- [Task to carry out]:
Pull out every line of the rows below that holds the word "birch", and copy each one in full.
#####
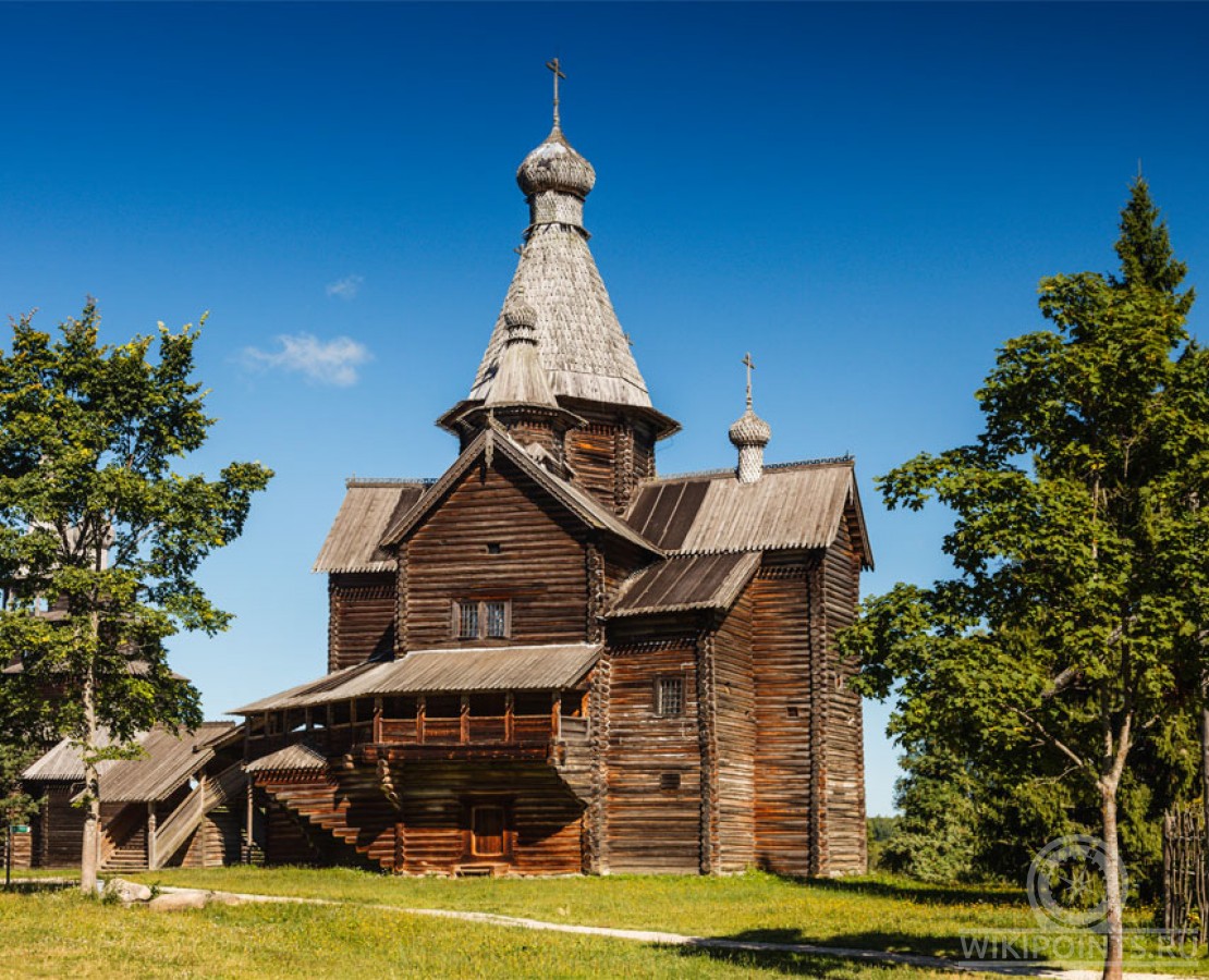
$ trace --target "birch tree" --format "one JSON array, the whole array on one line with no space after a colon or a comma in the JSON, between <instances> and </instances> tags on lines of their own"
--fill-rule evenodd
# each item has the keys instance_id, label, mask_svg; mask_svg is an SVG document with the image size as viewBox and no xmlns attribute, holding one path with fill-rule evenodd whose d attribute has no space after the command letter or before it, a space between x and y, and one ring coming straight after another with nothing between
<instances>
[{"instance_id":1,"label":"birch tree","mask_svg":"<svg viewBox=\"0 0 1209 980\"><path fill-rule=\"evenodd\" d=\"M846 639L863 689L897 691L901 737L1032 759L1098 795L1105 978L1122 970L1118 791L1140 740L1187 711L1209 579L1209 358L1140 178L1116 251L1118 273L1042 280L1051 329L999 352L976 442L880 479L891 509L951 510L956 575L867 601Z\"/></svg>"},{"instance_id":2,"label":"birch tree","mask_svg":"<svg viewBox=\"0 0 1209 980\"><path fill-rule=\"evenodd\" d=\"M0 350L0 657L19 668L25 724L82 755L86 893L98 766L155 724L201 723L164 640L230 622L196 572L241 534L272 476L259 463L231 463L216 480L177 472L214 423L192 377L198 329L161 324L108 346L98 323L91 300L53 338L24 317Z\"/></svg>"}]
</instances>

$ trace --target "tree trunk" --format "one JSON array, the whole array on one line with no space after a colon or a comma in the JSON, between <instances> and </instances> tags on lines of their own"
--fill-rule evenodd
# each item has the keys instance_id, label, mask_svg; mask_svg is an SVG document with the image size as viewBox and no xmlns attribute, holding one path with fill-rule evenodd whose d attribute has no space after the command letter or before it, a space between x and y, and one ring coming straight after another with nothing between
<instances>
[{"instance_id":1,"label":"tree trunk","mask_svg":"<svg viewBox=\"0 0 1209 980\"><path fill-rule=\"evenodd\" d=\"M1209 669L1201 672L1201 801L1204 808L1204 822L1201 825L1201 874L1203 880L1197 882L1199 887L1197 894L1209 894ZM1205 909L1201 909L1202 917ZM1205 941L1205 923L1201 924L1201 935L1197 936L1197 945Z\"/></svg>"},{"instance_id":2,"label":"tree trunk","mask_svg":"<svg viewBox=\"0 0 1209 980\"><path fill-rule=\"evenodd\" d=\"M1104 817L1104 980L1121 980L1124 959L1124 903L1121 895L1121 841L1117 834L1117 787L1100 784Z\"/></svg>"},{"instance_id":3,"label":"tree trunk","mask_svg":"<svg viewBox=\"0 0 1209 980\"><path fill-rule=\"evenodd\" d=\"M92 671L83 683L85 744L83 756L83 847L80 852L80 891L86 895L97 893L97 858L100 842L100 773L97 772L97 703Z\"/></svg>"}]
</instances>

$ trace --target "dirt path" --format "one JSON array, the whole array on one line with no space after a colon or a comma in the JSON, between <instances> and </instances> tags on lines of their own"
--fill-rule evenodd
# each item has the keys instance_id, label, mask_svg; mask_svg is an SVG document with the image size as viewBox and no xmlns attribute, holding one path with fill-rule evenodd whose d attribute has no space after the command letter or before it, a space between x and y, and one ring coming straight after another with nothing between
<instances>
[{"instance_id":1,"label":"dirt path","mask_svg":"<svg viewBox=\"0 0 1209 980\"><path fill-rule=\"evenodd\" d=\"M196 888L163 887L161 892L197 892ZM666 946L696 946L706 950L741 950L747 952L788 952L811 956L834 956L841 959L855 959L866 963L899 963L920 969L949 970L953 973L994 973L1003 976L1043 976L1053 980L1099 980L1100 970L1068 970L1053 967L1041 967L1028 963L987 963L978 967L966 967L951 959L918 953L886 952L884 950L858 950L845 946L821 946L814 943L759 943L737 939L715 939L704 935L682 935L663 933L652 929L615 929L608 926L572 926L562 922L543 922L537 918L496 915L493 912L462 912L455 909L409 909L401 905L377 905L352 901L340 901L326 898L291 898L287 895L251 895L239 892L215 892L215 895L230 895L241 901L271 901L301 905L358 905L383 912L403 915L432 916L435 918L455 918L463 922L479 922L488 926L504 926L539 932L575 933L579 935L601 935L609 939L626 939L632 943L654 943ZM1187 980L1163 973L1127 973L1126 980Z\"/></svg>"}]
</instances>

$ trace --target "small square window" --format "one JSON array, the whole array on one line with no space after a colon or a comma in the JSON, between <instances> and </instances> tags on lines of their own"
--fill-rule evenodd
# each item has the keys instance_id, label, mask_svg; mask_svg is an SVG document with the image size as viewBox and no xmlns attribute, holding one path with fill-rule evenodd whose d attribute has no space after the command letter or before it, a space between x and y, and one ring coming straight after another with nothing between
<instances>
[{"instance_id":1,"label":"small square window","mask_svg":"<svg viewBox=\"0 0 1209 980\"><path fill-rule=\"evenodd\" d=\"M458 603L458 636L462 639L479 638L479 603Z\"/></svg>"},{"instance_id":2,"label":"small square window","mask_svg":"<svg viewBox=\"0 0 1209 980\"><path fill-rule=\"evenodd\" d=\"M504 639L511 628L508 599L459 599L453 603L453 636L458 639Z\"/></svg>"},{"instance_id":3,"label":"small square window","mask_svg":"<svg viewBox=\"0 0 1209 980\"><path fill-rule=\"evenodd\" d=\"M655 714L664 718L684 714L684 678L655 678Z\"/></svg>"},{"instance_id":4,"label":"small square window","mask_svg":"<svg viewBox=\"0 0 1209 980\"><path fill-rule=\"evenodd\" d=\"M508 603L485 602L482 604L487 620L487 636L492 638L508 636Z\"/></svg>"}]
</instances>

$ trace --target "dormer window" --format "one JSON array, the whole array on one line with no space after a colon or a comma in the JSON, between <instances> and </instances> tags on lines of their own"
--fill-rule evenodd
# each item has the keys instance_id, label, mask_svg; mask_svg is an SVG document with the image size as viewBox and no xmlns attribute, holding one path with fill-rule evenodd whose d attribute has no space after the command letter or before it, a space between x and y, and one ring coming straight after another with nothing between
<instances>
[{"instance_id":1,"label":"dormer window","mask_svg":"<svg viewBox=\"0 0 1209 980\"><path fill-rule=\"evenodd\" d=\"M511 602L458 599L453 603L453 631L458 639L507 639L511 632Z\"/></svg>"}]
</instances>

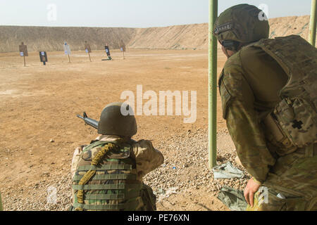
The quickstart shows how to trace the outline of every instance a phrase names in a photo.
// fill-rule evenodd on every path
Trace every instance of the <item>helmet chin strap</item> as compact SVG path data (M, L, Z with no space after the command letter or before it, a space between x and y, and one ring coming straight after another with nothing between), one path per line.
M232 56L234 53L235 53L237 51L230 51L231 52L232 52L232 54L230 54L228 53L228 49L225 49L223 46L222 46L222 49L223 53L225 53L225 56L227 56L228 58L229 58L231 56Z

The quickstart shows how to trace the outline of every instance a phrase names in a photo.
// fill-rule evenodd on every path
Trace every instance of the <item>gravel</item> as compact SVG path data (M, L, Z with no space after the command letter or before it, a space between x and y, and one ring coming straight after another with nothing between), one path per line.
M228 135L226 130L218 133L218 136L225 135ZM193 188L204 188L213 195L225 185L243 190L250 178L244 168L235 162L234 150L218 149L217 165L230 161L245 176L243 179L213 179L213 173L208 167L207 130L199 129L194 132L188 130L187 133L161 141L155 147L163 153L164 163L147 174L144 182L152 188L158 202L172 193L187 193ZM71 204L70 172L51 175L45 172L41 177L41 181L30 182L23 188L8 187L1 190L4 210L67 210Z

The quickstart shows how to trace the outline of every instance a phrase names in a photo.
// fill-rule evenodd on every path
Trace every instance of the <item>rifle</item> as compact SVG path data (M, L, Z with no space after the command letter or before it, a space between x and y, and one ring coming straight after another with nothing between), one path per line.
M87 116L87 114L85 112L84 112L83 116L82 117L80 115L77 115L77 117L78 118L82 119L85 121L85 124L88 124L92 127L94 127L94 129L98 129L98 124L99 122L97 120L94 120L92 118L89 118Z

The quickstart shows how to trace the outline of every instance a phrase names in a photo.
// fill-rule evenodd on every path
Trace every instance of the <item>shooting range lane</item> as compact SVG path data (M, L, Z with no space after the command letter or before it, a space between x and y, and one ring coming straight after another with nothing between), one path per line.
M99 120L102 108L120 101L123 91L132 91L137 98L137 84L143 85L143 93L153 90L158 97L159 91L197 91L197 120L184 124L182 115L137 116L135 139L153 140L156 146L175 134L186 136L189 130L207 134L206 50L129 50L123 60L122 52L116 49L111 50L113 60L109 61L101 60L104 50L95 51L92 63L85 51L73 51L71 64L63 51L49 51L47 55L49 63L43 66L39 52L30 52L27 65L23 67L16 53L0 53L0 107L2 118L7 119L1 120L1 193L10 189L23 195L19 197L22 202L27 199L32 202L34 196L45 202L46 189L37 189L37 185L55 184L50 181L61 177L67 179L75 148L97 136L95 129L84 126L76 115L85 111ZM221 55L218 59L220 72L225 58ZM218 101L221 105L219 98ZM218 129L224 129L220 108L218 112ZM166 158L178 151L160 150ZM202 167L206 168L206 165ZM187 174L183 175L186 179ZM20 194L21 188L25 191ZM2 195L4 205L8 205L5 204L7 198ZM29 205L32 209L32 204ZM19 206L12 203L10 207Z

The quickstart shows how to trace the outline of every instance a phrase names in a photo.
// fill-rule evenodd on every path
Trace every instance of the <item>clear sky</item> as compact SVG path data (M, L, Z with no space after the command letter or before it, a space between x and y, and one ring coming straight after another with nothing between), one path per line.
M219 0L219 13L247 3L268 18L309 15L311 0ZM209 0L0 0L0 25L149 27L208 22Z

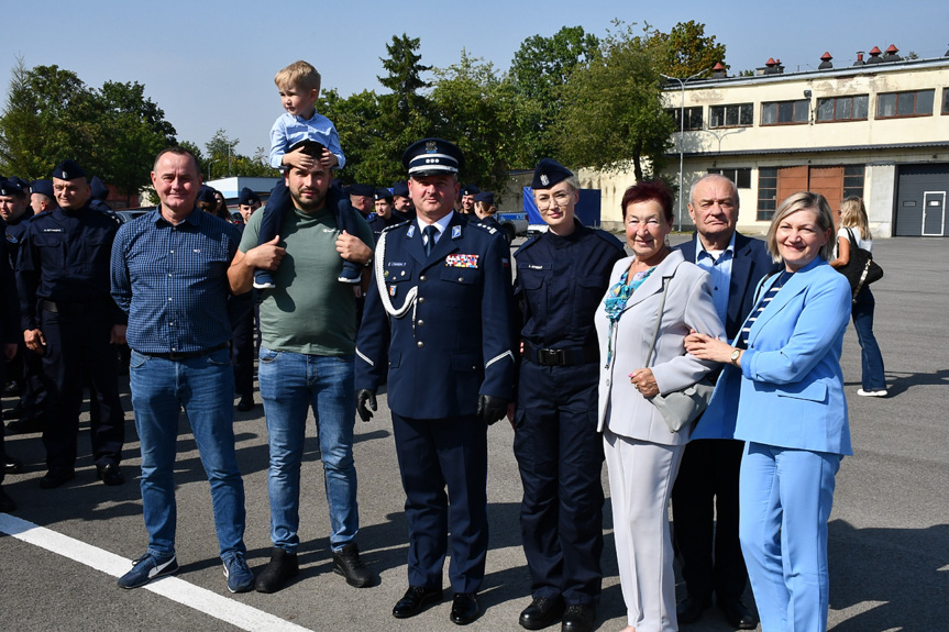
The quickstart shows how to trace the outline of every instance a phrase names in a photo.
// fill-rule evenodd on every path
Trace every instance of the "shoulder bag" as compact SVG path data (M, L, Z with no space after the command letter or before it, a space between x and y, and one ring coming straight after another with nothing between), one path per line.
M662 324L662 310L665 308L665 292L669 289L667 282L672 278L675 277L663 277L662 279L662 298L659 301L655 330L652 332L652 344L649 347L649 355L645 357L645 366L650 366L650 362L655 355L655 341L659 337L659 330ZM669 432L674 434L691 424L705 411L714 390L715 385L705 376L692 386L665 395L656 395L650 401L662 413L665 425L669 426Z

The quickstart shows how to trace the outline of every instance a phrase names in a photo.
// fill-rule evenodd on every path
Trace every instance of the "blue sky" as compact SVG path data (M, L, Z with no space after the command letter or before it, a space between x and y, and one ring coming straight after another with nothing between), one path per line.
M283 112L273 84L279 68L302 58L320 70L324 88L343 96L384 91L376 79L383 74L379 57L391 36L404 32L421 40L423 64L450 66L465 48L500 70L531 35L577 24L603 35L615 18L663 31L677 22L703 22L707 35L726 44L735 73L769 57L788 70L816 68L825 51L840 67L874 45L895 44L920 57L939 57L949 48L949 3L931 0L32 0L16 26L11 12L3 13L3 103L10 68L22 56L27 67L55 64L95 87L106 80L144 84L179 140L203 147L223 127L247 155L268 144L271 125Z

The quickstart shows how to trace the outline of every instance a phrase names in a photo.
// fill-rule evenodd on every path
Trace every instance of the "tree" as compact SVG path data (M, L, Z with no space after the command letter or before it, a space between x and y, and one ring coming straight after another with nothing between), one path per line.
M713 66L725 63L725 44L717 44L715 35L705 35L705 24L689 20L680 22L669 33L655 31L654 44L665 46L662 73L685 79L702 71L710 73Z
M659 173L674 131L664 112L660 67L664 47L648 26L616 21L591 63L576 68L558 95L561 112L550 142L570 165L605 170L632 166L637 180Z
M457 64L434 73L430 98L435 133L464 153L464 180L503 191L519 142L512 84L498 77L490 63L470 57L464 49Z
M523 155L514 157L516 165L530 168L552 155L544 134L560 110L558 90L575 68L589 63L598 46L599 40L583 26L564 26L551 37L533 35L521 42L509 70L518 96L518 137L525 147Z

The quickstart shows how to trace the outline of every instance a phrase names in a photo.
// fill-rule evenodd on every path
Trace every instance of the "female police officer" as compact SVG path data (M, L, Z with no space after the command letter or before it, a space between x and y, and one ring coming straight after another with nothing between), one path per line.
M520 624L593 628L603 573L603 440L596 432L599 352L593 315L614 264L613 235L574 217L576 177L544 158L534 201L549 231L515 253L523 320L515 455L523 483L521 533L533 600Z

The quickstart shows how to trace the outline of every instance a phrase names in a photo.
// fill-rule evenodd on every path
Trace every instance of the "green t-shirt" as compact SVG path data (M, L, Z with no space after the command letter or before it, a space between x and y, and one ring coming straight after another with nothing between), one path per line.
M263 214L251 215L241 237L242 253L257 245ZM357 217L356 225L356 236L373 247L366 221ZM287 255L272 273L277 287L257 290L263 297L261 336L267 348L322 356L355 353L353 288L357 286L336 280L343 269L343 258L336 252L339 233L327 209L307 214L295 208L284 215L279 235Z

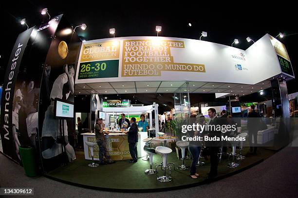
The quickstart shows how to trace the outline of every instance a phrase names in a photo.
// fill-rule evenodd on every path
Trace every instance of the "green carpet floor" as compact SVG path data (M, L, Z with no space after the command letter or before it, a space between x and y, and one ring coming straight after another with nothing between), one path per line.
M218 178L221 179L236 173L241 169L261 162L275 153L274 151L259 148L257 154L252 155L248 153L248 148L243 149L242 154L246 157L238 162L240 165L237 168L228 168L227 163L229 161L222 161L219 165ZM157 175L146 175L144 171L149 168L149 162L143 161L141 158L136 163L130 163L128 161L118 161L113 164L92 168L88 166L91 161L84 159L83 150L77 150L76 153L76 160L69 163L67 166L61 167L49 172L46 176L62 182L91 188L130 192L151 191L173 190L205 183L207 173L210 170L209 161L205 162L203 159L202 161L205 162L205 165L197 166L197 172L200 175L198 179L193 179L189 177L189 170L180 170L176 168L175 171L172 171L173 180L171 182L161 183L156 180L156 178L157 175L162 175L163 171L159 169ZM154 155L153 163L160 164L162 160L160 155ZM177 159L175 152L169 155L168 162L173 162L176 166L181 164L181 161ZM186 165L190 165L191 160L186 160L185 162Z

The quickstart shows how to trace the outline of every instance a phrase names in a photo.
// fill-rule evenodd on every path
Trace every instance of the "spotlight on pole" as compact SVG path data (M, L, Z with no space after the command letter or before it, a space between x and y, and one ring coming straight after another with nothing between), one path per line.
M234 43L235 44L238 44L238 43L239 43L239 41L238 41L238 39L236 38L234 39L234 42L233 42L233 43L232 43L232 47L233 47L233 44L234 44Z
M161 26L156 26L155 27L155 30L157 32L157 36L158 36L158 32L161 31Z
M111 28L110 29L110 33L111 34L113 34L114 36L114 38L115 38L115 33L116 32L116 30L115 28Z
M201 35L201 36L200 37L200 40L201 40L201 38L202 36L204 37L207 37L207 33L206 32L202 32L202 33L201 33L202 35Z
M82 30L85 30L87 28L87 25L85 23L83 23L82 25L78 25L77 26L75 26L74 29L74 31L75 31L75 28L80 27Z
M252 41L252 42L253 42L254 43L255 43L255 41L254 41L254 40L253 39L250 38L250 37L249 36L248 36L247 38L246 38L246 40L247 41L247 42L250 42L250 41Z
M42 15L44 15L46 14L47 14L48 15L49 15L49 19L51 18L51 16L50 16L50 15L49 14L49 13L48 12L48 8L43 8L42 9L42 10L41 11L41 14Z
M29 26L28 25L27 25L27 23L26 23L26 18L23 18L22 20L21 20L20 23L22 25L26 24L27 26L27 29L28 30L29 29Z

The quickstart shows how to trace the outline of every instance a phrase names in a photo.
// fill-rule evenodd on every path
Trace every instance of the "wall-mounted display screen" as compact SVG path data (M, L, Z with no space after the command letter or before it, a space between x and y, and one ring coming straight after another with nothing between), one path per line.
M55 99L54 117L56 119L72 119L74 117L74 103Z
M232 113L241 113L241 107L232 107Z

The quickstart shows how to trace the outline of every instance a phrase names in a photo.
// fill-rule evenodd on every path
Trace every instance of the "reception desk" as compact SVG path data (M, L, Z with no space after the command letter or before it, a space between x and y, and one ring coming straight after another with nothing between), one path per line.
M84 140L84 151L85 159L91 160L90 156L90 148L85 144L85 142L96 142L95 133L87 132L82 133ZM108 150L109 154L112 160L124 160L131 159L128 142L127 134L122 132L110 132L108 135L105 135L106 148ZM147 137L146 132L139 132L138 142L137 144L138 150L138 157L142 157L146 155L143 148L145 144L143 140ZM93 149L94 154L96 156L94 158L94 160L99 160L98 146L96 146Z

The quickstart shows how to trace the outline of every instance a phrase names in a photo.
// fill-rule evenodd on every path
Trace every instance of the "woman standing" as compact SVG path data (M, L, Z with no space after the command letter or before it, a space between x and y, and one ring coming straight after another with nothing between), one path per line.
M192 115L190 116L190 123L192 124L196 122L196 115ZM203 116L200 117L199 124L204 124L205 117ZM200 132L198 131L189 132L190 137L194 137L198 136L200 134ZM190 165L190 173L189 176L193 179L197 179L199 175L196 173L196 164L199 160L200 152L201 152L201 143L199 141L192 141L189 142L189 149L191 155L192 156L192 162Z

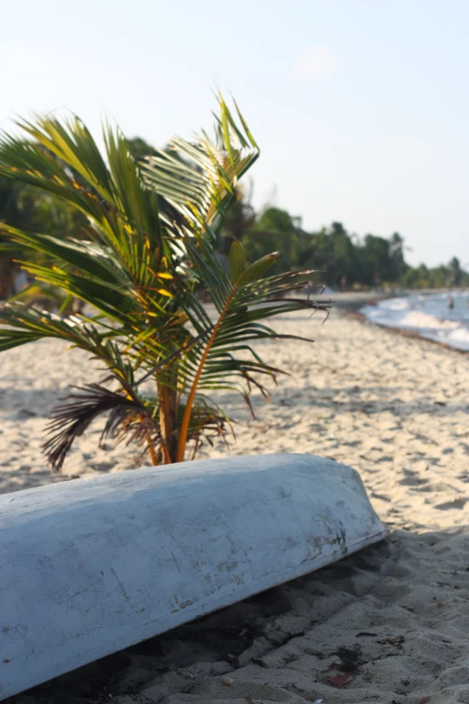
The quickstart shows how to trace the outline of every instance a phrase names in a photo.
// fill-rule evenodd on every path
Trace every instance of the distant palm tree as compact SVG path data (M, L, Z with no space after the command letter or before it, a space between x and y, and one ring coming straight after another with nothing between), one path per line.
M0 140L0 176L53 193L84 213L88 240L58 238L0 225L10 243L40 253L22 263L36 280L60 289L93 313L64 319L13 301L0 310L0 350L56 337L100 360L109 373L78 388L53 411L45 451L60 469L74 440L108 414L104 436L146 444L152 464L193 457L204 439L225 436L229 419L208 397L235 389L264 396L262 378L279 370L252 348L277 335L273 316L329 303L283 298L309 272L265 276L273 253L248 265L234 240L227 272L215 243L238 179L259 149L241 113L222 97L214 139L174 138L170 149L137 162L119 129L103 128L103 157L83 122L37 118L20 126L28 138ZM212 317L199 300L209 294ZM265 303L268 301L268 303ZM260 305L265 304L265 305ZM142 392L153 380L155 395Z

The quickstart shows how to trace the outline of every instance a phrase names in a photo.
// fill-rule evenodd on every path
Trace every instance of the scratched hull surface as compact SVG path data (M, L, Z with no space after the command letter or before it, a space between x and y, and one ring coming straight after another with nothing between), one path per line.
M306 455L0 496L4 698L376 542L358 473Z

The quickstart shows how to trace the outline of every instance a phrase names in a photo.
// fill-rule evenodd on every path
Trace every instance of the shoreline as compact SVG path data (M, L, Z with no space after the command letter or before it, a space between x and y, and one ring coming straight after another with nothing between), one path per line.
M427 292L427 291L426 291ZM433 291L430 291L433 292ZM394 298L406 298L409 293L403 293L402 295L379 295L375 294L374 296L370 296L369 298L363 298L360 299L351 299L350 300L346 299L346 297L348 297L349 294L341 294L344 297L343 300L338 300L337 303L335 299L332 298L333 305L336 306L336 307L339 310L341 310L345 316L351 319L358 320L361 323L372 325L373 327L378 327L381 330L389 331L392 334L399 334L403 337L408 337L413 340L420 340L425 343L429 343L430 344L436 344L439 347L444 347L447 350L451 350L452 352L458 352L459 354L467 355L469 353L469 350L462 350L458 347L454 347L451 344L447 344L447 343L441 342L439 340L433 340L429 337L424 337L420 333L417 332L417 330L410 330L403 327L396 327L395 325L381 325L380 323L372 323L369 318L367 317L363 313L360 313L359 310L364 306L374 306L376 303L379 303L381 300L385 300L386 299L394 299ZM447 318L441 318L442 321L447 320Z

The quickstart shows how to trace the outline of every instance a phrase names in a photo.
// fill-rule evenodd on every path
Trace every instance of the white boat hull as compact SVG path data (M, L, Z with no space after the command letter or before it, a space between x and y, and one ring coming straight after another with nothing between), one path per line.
#####
- [Response below]:
$ trace --target "birch tree" --format "one JSON array, the whole array on one line with no space after a colon or a comma in the JSON, between <instances> and </instances> tags on lines of their own"
[{"instance_id":1,"label":"birch tree","mask_svg":"<svg viewBox=\"0 0 1209 980\"><path fill-rule=\"evenodd\" d=\"M846 639L863 689L897 691L901 737L1032 759L1098 795L1105 978L1122 970L1118 791L1140 740L1187 711L1209 579L1209 358L1140 178L1116 251L1118 273L1042 280L1051 329L999 352L976 442L880 479L891 509L951 510L956 575L867 601Z\"/></svg>"},{"instance_id":2,"label":"birch tree","mask_svg":"<svg viewBox=\"0 0 1209 980\"><path fill-rule=\"evenodd\" d=\"M0 350L0 657L19 668L25 724L82 755L86 893L98 766L155 724L201 723L164 640L230 622L196 572L241 534L272 476L259 463L231 463L216 480L177 472L214 423L192 377L198 329L161 324L108 346L98 323L91 300L53 338L24 317Z\"/></svg>"}]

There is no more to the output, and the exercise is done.